_Written request_: Drop the pictures and extract exactly the lines from the one that contains "For the camera-trap" through the end of the material.

_Given records_:
%%

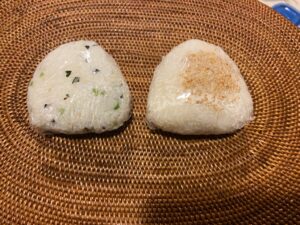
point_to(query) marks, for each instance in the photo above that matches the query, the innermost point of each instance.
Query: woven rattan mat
(133, 176)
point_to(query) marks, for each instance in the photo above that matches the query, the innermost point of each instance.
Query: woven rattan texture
(133, 176)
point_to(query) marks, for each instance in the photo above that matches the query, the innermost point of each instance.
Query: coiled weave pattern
(134, 176)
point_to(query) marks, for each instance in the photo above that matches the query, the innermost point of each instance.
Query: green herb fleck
(115, 123)
(97, 92)
(67, 96)
(75, 80)
(61, 111)
(68, 73)
(117, 106)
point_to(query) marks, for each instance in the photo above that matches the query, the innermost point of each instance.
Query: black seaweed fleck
(67, 96)
(75, 80)
(96, 71)
(68, 73)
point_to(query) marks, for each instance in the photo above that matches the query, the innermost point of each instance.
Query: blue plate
(289, 12)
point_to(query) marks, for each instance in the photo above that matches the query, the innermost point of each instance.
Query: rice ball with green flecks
(78, 88)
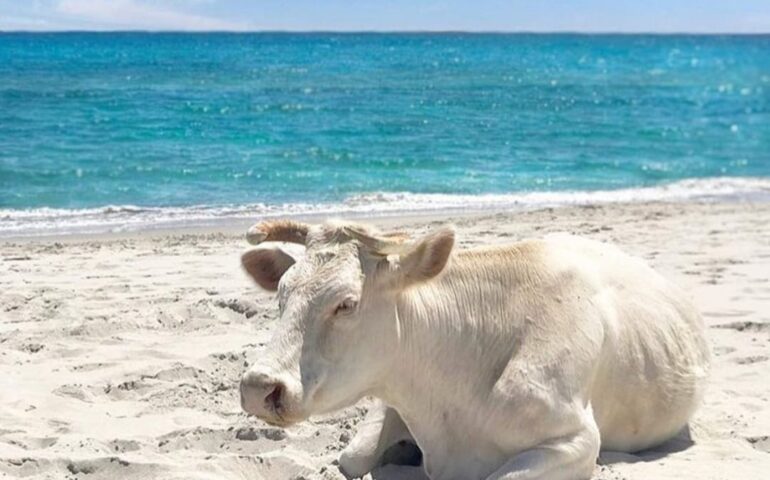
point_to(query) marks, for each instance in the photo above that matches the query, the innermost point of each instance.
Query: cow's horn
(383, 244)
(278, 231)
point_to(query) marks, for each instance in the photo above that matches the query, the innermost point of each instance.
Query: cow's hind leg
(382, 438)
(571, 457)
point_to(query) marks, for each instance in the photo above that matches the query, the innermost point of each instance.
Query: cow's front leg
(377, 442)
(571, 457)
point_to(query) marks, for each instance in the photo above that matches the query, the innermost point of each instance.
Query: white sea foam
(121, 218)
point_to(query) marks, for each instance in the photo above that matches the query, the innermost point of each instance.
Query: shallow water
(276, 123)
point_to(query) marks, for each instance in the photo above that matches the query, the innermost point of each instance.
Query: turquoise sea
(105, 131)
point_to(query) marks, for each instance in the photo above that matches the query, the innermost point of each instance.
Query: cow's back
(651, 373)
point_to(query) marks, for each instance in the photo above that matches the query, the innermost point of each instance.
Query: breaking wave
(126, 218)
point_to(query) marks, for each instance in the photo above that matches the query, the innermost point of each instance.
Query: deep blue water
(172, 120)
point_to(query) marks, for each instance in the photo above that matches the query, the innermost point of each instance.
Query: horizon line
(386, 32)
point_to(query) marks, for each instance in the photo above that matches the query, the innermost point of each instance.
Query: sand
(120, 356)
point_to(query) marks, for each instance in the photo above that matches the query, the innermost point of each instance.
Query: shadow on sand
(682, 441)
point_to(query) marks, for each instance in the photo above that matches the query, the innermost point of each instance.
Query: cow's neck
(457, 334)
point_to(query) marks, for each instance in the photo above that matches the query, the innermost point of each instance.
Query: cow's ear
(267, 266)
(427, 257)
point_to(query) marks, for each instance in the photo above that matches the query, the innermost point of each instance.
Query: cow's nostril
(273, 399)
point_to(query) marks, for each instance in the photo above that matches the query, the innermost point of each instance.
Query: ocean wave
(122, 218)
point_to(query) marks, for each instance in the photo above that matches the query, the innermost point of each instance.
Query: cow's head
(339, 328)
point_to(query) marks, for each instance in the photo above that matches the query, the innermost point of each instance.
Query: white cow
(512, 362)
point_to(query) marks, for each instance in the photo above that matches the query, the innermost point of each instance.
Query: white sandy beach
(120, 356)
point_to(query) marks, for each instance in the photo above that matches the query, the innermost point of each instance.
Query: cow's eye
(345, 307)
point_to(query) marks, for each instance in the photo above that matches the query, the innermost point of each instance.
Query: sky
(702, 16)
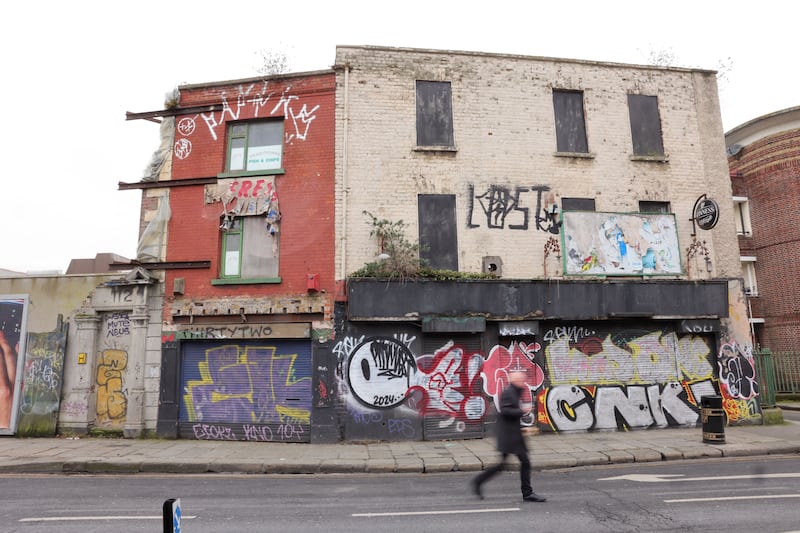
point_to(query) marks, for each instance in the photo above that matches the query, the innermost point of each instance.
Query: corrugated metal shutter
(246, 390)
(450, 383)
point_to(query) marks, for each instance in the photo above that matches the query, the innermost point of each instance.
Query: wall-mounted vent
(493, 264)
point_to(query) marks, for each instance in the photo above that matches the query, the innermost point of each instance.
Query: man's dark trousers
(524, 472)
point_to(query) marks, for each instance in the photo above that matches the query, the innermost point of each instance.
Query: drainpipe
(345, 189)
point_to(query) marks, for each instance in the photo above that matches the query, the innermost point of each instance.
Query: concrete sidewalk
(547, 450)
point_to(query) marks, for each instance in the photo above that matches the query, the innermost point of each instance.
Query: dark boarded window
(570, 122)
(577, 204)
(645, 125)
(438, 240)
(650, 206)
(434, 114)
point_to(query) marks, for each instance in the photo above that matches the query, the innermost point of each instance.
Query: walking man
(510, 439)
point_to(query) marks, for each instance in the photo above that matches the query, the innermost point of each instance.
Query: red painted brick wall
(768, 173)
(305, 191)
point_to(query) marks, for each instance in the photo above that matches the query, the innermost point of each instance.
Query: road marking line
(455, 511)
(724, 498)
(79, 518)
(665, 478)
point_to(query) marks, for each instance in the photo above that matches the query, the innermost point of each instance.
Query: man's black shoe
(533, 497)
(476, 488)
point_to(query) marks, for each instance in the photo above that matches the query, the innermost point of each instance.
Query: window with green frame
(255, 146)
(249, 251)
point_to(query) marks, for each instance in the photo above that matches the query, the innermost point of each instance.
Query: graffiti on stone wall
(738, 384)
(501, 207)
(589, 379)
(112, 399)
(232, 388)
(575, 407)
(253, 101)
(381, 374)
(41, 382)
(623, 379)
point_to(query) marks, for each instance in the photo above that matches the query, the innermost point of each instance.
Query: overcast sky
(72, 69)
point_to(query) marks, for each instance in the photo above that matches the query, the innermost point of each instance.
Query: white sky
(70, 71)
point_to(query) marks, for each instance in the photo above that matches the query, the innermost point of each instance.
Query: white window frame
(741, 215)
(749, 275)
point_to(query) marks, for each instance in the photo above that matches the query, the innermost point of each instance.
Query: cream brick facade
(504, 131)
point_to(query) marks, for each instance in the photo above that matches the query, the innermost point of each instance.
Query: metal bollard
(171, 513)
(713, 417)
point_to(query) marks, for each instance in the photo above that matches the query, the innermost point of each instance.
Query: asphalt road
(730, 495)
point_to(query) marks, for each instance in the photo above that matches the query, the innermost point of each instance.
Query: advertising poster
(13, 319)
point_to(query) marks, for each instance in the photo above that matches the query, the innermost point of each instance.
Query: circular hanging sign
(706, 213)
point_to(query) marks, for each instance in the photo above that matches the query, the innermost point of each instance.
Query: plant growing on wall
(399, 258)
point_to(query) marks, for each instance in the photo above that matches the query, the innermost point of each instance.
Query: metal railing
(765, 374)
(778, 373)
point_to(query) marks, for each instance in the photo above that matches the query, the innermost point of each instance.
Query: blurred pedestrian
(510, 439)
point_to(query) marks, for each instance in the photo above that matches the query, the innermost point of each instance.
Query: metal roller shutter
(246, 390)
(452, 386)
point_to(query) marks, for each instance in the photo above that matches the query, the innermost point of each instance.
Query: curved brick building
(764, 161)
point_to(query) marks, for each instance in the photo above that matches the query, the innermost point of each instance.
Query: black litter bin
(713, 416)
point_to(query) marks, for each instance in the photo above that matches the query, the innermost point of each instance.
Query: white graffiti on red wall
(261, 100)
(231, 387)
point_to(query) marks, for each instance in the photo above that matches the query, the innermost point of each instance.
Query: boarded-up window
(570, 122)
(434, 114)
(437, 231)
(249, 250)
(577, 204)
(645, 125)
(651, 206)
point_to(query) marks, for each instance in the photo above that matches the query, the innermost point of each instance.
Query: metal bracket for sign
(694, 218)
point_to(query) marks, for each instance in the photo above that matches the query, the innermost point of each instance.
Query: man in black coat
(510, 439)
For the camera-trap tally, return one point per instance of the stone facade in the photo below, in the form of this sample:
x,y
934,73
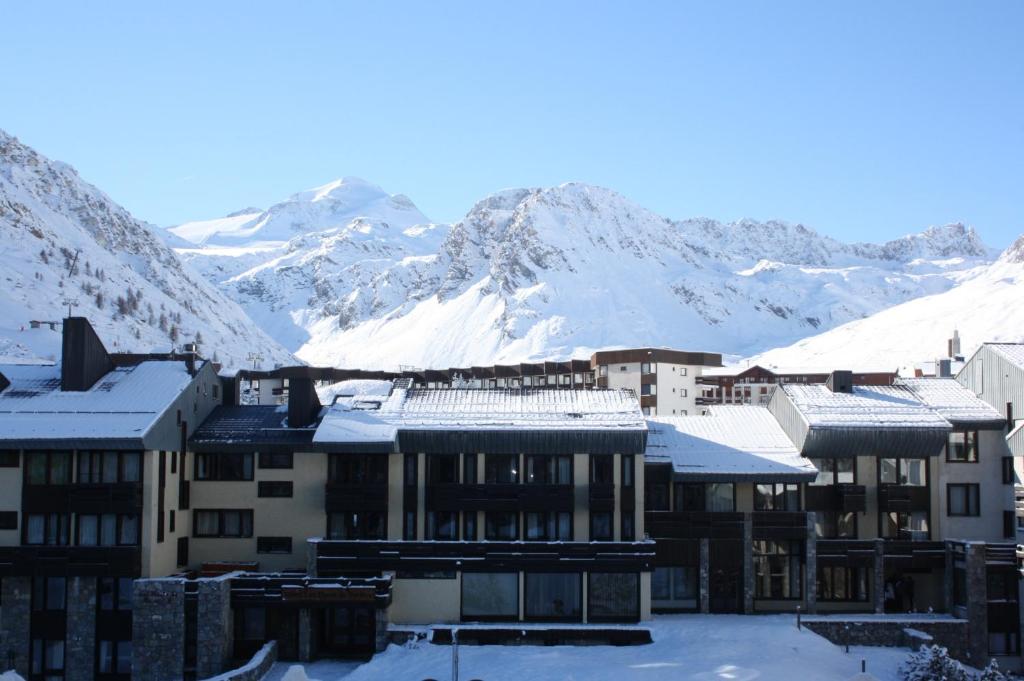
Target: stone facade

%%

_Expected answer_:
For the camera-trap tally, return one point per instance of the stone facade in the photo below, in the form of this sample:
x,y
934,73
Target: stone facade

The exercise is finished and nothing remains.